## Task brief
Reproduce the data below without any change, beginning at the start of the data and stopping after the line that contains "[(75, 262)]".

** START OF Listing **

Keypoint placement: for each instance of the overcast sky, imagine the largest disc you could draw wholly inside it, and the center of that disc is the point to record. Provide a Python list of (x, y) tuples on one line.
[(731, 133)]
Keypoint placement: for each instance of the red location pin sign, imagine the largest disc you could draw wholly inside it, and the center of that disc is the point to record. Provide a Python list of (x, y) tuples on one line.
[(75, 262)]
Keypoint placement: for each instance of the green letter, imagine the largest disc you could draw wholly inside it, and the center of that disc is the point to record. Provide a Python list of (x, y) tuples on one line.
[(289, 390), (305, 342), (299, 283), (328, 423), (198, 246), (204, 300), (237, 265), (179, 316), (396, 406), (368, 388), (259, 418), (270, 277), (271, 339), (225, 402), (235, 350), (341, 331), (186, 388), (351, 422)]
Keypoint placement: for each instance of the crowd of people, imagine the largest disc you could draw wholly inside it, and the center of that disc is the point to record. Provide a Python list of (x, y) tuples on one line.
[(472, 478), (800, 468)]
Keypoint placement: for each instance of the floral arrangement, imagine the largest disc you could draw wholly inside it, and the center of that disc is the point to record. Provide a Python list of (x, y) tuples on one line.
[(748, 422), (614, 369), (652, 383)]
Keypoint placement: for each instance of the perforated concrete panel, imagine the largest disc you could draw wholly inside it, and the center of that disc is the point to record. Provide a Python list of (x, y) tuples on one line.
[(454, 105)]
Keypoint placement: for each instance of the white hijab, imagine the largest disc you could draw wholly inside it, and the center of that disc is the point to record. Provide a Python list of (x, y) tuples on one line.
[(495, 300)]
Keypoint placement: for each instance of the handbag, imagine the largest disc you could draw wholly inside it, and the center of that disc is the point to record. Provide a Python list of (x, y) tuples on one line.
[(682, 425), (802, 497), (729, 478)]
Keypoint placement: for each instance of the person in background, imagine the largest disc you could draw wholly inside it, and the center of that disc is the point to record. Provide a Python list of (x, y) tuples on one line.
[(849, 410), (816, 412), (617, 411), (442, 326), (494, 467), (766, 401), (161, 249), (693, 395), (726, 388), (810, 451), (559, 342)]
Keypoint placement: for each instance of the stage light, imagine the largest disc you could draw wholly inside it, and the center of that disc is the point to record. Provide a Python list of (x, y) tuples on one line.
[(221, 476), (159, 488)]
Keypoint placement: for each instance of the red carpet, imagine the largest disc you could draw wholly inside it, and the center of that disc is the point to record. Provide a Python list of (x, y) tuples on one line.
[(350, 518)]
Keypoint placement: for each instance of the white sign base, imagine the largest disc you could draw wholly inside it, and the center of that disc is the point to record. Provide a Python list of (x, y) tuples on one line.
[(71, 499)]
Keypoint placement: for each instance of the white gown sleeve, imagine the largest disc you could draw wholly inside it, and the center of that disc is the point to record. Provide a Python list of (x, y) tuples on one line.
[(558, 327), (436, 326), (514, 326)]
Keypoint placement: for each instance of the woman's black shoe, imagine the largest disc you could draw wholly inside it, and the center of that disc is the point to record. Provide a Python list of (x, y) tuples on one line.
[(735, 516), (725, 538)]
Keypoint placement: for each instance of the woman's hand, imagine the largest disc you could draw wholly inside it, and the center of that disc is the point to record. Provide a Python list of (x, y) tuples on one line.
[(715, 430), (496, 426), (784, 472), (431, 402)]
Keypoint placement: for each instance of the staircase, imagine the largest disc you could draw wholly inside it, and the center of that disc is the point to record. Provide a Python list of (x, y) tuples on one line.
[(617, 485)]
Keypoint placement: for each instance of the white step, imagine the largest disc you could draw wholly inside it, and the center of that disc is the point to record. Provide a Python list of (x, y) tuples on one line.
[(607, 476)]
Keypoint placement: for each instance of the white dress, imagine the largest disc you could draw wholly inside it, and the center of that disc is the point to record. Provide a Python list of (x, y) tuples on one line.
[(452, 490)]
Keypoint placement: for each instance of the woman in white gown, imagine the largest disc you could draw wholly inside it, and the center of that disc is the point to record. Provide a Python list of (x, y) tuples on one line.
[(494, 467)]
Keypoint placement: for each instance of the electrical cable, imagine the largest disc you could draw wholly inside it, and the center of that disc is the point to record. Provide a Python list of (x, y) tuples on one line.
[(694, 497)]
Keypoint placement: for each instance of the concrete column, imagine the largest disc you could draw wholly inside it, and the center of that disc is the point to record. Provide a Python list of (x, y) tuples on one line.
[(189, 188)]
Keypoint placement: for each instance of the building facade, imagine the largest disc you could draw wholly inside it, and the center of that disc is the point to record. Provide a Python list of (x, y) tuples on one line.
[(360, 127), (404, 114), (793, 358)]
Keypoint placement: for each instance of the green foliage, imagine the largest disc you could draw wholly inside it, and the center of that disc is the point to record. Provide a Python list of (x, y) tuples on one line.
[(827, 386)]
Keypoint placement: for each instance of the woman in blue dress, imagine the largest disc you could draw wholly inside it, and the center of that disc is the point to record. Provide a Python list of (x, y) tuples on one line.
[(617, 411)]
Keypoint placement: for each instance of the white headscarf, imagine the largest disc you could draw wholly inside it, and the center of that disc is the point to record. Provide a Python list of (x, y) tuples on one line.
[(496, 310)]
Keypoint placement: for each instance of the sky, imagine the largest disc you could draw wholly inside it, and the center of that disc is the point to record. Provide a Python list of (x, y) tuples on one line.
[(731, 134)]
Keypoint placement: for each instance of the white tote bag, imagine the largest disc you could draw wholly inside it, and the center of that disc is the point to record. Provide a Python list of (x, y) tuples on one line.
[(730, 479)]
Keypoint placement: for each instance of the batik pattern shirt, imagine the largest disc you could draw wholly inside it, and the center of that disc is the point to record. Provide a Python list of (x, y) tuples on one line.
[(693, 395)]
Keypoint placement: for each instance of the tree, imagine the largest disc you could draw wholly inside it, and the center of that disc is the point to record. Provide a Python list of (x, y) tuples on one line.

** END OF Listing **

## Result
Keypoint placement: for each instance of the overcast sky, imagine the largest disc you could draw wholly inside it, and the center of that disc is the point to record. Provide a Python list of (x, y) tuples on one line.
[(731, 133)]
Keypoint placement: for each instance of the red location pin sign, imagine the largest disc you could draw wholly inside it, and the center of that disc is the point to record. Provide a Python list of (x, y) tuples on one line.
[(75, 262)]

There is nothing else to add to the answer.